** Records supplied follows **
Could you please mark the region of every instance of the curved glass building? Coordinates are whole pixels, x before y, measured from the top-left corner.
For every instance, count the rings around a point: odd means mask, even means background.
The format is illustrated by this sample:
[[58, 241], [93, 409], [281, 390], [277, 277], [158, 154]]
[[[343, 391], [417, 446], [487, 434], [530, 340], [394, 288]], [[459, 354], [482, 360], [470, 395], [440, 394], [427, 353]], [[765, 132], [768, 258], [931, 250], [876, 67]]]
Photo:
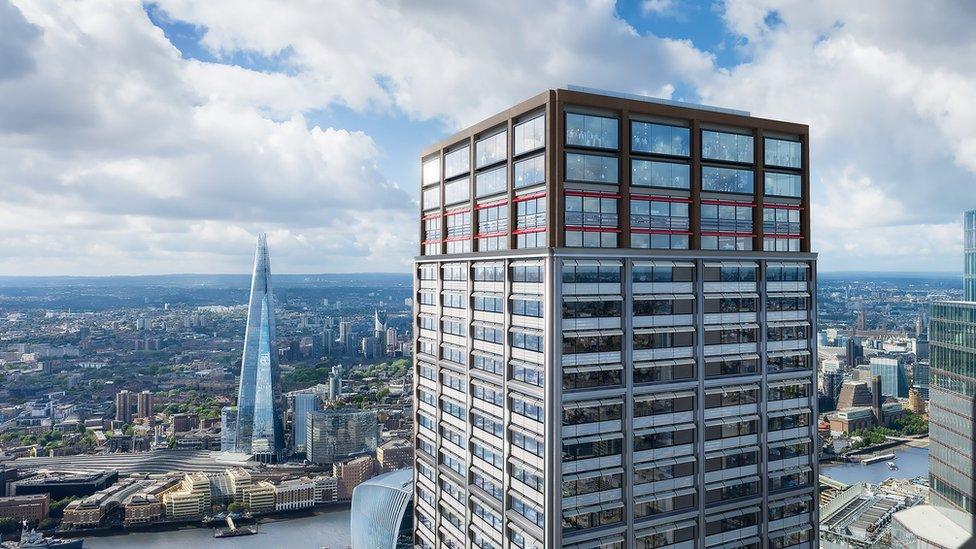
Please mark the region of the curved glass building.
** End of Records supplied **
■ **What to work on**
Pictures aside, reproduce all of the data exactly.

■ **Result**
Could you please mark the region of every instance of the curved glass building? Coordinates are whole pixels, x before y, measured from the top-left corner.
For every instance, count the rings around a point: odd means mask, even means background.
The format is illustrated by this sample:
[[58, 241], [93, 409], [281, 390], [277, 277], [158, 154]]
[[[343, 391], [417, 446], [487, 434], [530, 340], [394, 288]], [[459, 354], [482, 360], [470, 395], [440, 394], [427, 353]], [[765, 132], [768, 258], [931, 250], [876, 67]]]
Photo:
Please mark the region of the curved glass building.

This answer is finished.